Welcome back, one and all, to another installment of The Proving Grounds! This week, we have a new Brave One in Jay VanVeen. We also have Liam Hayes in red, Ryan Kroboth with the great pencil, and I’m the guy wondering about my lot in life in red. Together, we’re all going to see what happens to
Fin and Bones
(biggest panel of the page) (Missing capitalization goes a long way in making your script look amateurish.) We look straight on at Fin and Bones as they are sitting shoulder to shoulder at The Bar. They are hunched over drinks and looking weary. A beer sits in front of Bones and a whiskey sits in front of Fin. Cigarettes dangle loosely from both of their lips. (I don’t know where this is? Modern bar? Old timey bar? Space bar? Chocolate bar?) (I don’t know where this is. Most places in the United States have banned smoking in public places. Private, members-only places are and exception. Is this like that, if we’re in the US?)
No dialogue? The silence makes this dull. They are just sitting there. Even a bit of trash dialogue would spice this up.
Pulled back shot from a reverse perspective. (What what?) We see their backs, and a bit more of the atmosphere in the bar. Smoke clouds the joint. Rough looking locals populate the panel, smoking drinking, looking too happy or too miserable. It’s a working class bar with lower class clientele. It’s not skid row, but it’s a long way from the Ritz . (This description should be at the top of the page or in panel one. Set the scene first, describe it, then go into characters and actions. (Exactly. This is the panel you should have started out with.)
SFX: Briiiiiiinnnggg! (phone rings off panel)
Back to head on view. Slight differences in positioning over drinks and cigarettes. (For whom? If it’s the extras, you needn’t describe this. If it’s the characters, be more specific.) Fin glances over in Horace’s direction (Which direction? Does it matter?) (Horace is off panel). Bones is uninterested.
HORACE (op): “Yeah. They here.” (Yeah. Okay. I’m surprised Liam let this one go. Unlike prose, there aren’t any quotation marks in dialogue unlessssss…when, Schuyler?)
HORACE (op): “’Hey, Fin. S’fer you.”
Fin is on the phone. Bones tilts his head back and exhales a plume of smoke, like a train getting ready to leave the station. (This is prose. Keep it comic script.) You can show a little of the atmosphere’s character in the background or you can keep it tight on the boys. Up to you. (This is a moving panel. Greg Thayer! Please make this a static panel.)
FIN: “Yeah. Yeah? Alright.”

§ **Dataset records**
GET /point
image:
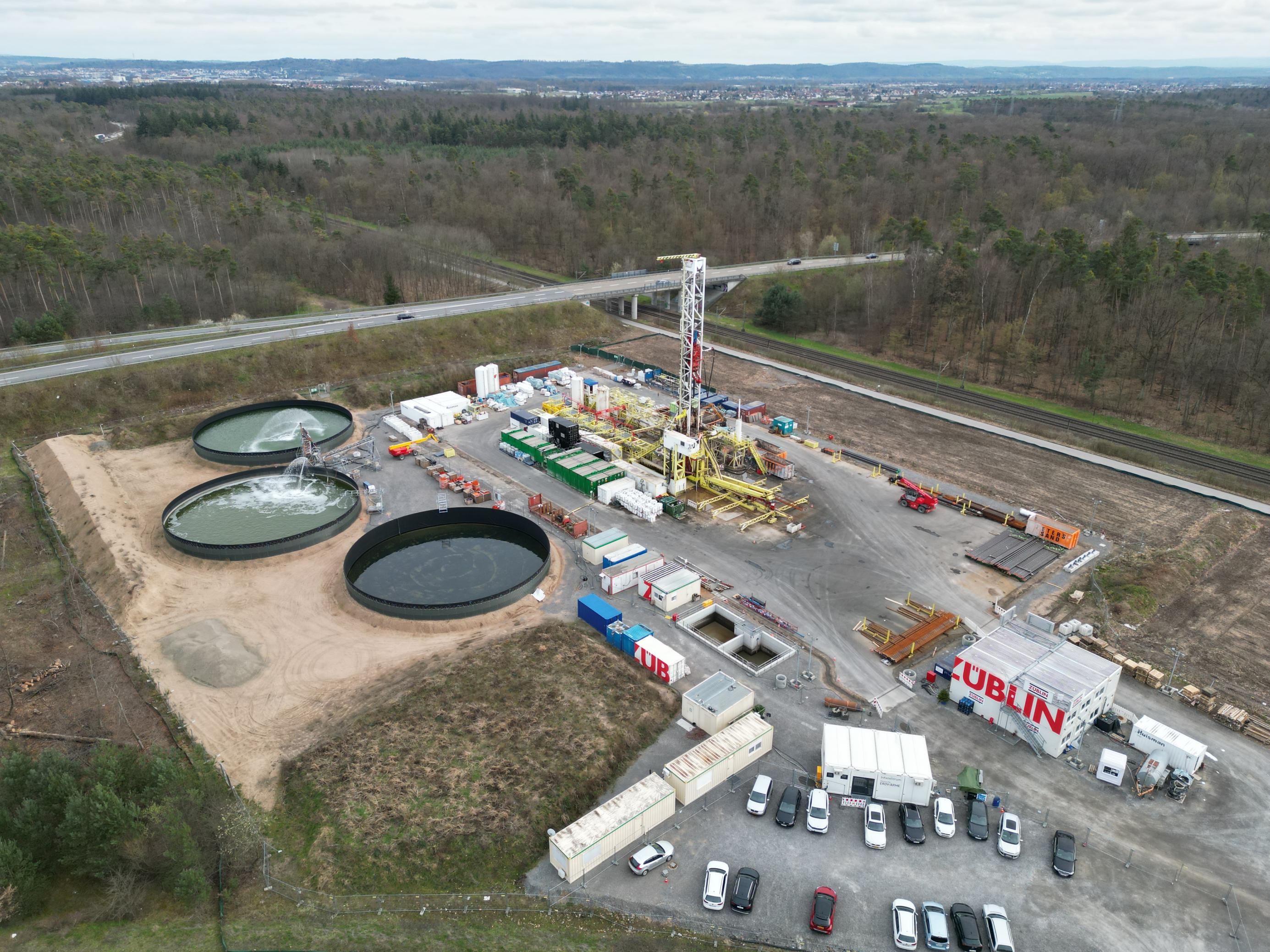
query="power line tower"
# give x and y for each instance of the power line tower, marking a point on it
(693, 327)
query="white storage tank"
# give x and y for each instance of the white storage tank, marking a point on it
(715, 760)
(605, 832)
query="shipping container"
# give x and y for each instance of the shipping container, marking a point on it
(597, 837)
(539, 370)
(662, 661)
(676, 589)
(620, 555)
(717, 702)
(594, 547)
(646, 583)
(715, 760)
(1182, 753)
(623, 577)
(858, 762)
(597, 612)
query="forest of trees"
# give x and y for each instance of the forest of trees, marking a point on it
(1035, 228)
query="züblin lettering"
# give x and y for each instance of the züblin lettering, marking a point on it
(995, 687)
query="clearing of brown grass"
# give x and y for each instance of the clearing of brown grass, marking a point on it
(454, 786)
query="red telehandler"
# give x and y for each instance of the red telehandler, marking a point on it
(915, 497)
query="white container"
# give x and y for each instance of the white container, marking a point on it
(620, 578)
(1182, 753)
(1112, 767)
(662, 661)
(594, 547)
(715, 760)
(597, 837)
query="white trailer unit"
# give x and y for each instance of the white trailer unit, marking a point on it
(595, 546)
(868, 765)
(1182, 753)
(717, 702)
(611, 827)
(676, 589)
(619, 578)
(715, 760)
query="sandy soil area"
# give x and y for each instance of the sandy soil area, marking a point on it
(325, 658)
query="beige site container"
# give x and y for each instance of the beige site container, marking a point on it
(600, 836)
(715, 760)
(717, 702)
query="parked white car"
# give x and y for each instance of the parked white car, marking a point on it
(1009, 837)
(875, 827)
(1000, 938)
(818, 811)
(946, 821)
(903, 919)
(760, 795)
(717, 885)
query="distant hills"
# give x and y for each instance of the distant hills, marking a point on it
(670, 71)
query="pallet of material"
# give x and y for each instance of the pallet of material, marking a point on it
(1234, 717)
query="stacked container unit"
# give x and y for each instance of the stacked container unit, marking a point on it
(596, 838)
(594, 549)
(662, 661)
(623, 577)
(621, 555)
(727, 755)
(597, 612)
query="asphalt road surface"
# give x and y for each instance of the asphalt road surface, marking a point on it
(187, 342)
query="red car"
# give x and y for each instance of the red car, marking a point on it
(823, 902)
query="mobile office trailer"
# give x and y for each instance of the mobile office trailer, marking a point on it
(1182, 753)
(858, 762)
(717, 702)
(597, 837)
(620, 578)
(715, 760)
(594, 547)
(676, 589)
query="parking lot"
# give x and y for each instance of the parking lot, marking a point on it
(858, 550)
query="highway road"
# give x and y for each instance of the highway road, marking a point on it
(188, 342)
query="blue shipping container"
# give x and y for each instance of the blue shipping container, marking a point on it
(597, 612)
(633, 635)
(624, 554)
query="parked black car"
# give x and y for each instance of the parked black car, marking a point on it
(745, 888)
(786, 811)
(911, 823)
(977, 821)
(1065, 854)
(967, 927)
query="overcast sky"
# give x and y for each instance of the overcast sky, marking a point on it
(742, 31)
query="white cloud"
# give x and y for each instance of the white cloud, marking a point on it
(743, 31)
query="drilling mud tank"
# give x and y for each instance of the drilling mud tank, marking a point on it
(261, 434)
(262, 512)
(447, 565)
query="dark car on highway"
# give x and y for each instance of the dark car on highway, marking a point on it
(977, 821)
(967, 927)
(786, 811)
(823, 902)
(911, 823)
(1065, 854)
(745, 888)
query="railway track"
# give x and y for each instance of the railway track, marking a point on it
(996, 406)
(984, 404)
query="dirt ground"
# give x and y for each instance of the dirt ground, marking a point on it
(1220, 618)
(327, 659)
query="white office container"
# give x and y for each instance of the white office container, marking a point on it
(597, 837)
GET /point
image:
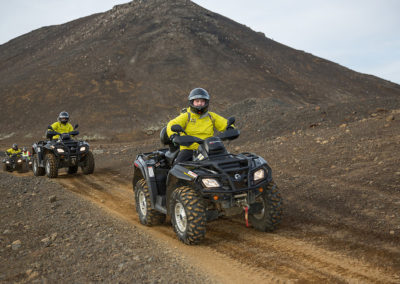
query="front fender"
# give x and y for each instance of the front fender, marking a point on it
(177, 176)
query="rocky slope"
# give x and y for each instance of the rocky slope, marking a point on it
(124, 72)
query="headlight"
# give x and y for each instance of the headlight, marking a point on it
(210, 182)
(260, 174)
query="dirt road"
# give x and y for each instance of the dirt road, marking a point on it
(236, 254)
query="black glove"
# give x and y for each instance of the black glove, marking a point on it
(173, 136)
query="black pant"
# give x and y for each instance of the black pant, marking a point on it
(184, 155)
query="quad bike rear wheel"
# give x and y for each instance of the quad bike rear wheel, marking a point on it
(147, 215)
(188, 215)
(51, 166)
(37, 171)
(270, 216)
(88, 167)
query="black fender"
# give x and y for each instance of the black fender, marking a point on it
(142, 171)
(177, 176)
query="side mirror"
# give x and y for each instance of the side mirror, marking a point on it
(177, 128)
(231, 120)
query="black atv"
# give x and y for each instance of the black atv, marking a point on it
(15, 162)
(215, 183)
(65, 152)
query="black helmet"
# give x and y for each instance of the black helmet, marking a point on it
(63, 117)
(198, 93)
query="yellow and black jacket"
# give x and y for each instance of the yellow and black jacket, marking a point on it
(12, 151)
(201, 126)
(61, 128)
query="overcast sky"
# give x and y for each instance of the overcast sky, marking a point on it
(363, 35)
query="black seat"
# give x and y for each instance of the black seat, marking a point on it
(173, 150)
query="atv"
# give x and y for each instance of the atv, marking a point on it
(15, 162)
(215, 183)
(65, 152)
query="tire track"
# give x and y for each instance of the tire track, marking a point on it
(239, 253)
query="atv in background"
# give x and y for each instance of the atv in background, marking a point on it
(28, 161)
(215, 183)
(65, 152)
(15, 162)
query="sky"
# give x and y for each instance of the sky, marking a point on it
(363, 35)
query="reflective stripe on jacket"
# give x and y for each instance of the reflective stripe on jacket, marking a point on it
(12, 151)
(201, 126)
(61, 128)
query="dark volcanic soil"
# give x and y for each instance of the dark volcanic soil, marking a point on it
(340, 184)
(50, 235)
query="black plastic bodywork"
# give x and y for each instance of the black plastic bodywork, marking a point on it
(211, 160)
(71, 154)
(14, 162)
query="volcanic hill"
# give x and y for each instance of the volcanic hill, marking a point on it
(123, 73)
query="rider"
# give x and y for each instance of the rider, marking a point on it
(25, 153)
(196, 121)
(62, 125)
(13, 150)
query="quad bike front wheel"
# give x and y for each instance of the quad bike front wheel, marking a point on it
(147, 215)
(37, 171)
(270, 216)
(188, 215)
(72, 170)
(51, 166)
(88, 167)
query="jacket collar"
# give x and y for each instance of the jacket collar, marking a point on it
(197, 115)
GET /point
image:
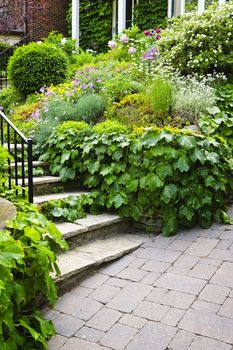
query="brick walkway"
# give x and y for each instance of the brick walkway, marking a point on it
(171, 293)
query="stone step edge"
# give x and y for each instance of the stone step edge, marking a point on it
(83, 261)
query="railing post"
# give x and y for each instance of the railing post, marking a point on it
(30, 172)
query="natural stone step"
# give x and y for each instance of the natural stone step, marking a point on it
(79, 262)
(42, 199)
(92, 227)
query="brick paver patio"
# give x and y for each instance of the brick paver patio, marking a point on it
(170, 294)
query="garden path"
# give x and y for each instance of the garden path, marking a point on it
(170, 294)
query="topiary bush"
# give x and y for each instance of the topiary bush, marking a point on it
(36, 65)
(200, 44)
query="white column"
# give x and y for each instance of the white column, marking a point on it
(169, 8)
(121, 15)
(75, 20)
(201, 6)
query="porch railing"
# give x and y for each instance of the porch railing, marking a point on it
(20, 171)
(4, 58)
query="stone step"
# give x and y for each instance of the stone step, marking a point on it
(92, 227)
(81, 261)
(42, 199)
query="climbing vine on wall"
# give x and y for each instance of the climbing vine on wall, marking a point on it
(95, 24)
(150, 13)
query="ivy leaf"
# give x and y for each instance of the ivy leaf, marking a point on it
(182, 164)
(169, 193)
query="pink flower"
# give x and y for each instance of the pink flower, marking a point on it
(112, 44)
(124, 38)
(132, 50)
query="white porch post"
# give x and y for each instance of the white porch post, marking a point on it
(75, 20)
(121, 15)
(169, 8)
(201, 6)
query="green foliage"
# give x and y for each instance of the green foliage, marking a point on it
(27, 258)
(185, 178)
(95, 24)
(36, 65)
(148, 14)
(160, 97)
(89, 107)
(67, 45)
(110, 126)
(200, 43)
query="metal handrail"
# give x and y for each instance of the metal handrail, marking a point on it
(25, 145)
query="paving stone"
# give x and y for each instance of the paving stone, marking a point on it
(156, 295)
(89, 334)
(163, 255)
(117, 282)
(178, 270)
(223, 276)
(209, 325)
(129, 297)
(208, 344)
(186, 261)
(201, 305)
(151, 311)
(224, 244)
(153, 335)
(150, 278)
(132, 321)
(81, 307)
(203, 271)
(182, 340)
(104, 293)
(155, 266)
(173, 316)
(179, 245)
(118, 336)
(227, 308)
(117, 266)
(221, 254)
(104, 319)
(82, 291)
(132, 274)
(184, 284)
(137, 263)
(178, 299)
(214, 294)
(67, 325)
(210, 262)
(56, 342)
(94, 281)
(227, 235)
(202, 247)
(77, 343)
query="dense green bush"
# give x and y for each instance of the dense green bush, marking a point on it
(89, 107)
(200, 43)
(183, 177)
(36, 65)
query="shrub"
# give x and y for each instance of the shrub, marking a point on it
(89, 107)
(36, 65)
(200, 43)
(110, 126)
(160, 97)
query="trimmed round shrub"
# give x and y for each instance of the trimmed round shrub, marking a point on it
(36, 65)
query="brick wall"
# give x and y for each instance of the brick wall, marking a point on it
(52, 17)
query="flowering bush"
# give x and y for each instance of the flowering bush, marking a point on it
(200, 43)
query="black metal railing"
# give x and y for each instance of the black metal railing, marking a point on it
(4, 58)
(20, 172)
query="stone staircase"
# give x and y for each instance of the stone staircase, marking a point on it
(93, 240)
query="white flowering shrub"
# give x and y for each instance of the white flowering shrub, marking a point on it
(200, 43)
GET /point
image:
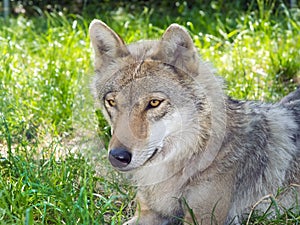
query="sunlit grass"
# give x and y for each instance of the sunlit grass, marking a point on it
(45, 68)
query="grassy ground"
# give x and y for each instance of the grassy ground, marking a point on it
(53, 167)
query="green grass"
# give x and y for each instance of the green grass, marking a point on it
(53, 168)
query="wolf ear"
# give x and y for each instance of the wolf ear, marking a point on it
(176, 48)
(106, 43)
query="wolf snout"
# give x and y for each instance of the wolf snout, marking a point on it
(119, 157)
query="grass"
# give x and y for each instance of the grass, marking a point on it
(53, 167)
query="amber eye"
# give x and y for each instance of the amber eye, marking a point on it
(154, 103)
(111, 102)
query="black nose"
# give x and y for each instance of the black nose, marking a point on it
(119, 157)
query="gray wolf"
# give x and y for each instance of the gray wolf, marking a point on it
(182, 141)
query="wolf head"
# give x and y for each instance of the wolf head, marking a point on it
(159, 98)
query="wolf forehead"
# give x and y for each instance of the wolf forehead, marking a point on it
(139, 76)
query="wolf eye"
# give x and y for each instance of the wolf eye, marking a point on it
(111, 102)
(154, 103)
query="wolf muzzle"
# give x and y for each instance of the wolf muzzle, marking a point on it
(119, 157)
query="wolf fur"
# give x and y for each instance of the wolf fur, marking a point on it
(182, 141)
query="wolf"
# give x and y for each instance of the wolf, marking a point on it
(193, 152)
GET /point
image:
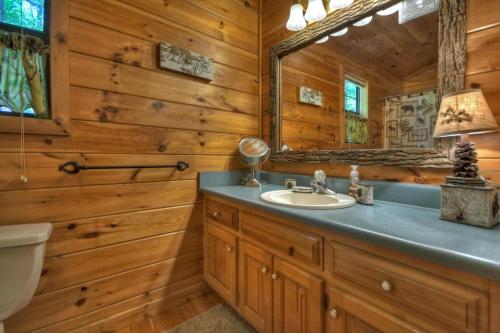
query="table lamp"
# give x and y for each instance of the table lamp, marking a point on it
(466, 197)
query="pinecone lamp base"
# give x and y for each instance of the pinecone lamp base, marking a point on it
(466, 197)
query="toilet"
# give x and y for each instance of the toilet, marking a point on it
(22, 249)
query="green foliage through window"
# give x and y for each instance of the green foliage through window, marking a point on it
(352, 97)
(28, 14)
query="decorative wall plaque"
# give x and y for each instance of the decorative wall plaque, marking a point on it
(191, 63)
(310, 96)
(410, 120)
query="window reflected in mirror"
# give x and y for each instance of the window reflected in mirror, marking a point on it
(375, 86)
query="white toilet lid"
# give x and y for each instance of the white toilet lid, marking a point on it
(24, 234)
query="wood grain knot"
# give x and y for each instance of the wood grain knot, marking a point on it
(81, 301)
(92, 235)
(158, 105)
(61, 38)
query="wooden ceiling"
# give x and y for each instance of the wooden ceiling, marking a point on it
(401, 49)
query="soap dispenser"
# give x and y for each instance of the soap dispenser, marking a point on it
(353, 188)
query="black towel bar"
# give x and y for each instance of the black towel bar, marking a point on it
(73, 167)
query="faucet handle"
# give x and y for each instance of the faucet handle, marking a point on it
(320, 175)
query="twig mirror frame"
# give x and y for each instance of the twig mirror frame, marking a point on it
(451, 77)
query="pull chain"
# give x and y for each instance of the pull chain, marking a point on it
(24, 176)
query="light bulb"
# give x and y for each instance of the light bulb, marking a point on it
(296, 20)
(389, 11)
(315, 11)
(339, 4)
(322, 40)
(363, 22)
(340, 32)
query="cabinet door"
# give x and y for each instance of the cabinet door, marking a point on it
(298, 300)
(349, 314)
(221, 262)
(255, 286)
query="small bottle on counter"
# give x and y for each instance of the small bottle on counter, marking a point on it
(353, 188)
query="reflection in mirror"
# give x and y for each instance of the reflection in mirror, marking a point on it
(371, 86)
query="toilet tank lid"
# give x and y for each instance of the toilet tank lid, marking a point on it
(24, 234)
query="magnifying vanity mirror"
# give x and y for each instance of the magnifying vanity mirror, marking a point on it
(363, 85)
(253, 152)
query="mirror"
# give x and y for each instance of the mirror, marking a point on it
(253, 152)
(366, 90)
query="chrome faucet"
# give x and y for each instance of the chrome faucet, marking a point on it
(319, 183)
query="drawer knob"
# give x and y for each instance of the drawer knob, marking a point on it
(386, 286)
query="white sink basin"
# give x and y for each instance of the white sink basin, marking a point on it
(307, 200)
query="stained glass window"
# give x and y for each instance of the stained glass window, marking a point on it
(29, 14)
(23, 18)
(352, 97)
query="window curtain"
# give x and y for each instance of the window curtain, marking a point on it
(23, 82)
(356, 128)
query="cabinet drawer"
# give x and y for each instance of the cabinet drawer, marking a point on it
(451, 304)
(222, 214)
(297, 244)
(220, 262)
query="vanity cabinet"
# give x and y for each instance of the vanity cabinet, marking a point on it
(255, 287)
(220, 262)
(349, 314)
(284, 276)
(275, 296)
(297, 299)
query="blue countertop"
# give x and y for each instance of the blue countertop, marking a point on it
(410, 229)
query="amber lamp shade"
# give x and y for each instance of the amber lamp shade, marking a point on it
(463, 113)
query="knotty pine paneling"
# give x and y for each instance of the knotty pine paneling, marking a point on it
(483, 19)
(97, 294)
(128, 243)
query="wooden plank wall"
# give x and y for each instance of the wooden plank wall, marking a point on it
(483, 38)
(127, 243)
(320, 67)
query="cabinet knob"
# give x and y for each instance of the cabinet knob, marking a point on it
(386, 286)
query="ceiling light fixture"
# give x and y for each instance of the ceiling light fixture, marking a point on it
(315, 11)
(339, 4)
(389, 11)
(296, 21)
(322, 40)
(363, 22)
(340, 32)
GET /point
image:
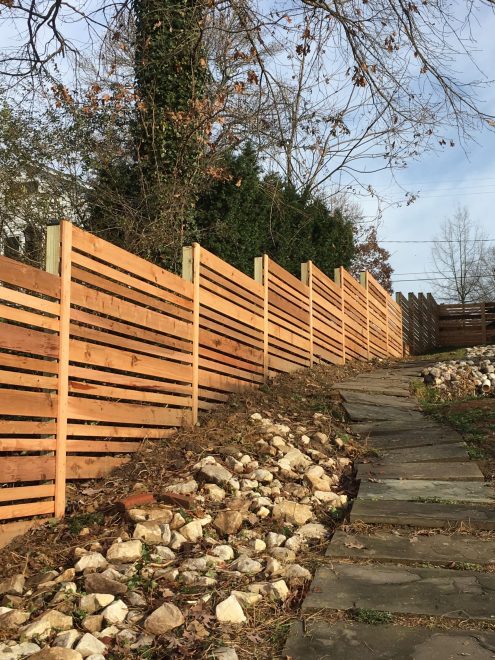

§ **WRITTEN EXERCISE A**
Summarize the script critique in two sentences.
§ **WRITTEN EXERCISE B**
Continue the script critique from its final line.

§ **WRITTEN REPLY A**
The script critique opens an installment of The Proving Grounds in which Liam Hayes, Ryan Kroboth and the host review "Fin and Bones" by new Brave One Jay VanVeen. In the script, Fin and Bones sit drinking and smoking in a working-class bar until a phone rings and Horace hands the call to Fin, and the reviewers object to missing capitalization, the late setting description, the lack of dialogue, quotation marks around dialogue, and panel descriptions written like prose.

§ **WRITTEN REPLY B**
Fin stands up, putting his hat on. Bones crooks his head up to pay attention.
FIN: “We got work.”
This is a dull opener, and completely unnecessary. This is the admin before the interesting bit. Can’t we cut straight to them on the “job”?
P1 is down!
This is an okay opening. I can get with it. I’d want a little more punch, but I can get behind this.
There is a minor mystery on the page to get you to turn it, to get the reader further in. It’s a little weak, but it’s there. And I’m grateful for that.
I wouldn’t call this unnecessary, but it could have moved a little faster.
(No page breaks.)
Page Two (No page break, no Flawless Victory.)
Fin and Bones walk out of a brick building that’s sandwiched between two other beat up buildings on a run down city block. It’s mid-day. The wind is blowing. (shown by subtle movement of their clothes and/or debris running through the air) The town they live in is dangerous and dirty. A few shady characters litter the block and our heroes fit right in.
Credits: Jay VanVeen, etc..
Waste of space. Absolute waste of space.
Oh, this is padding of the worst sort. It’s P2, and already it feels like you’re trying to make a page count (when this page is taken in conjunction with P1). Not good.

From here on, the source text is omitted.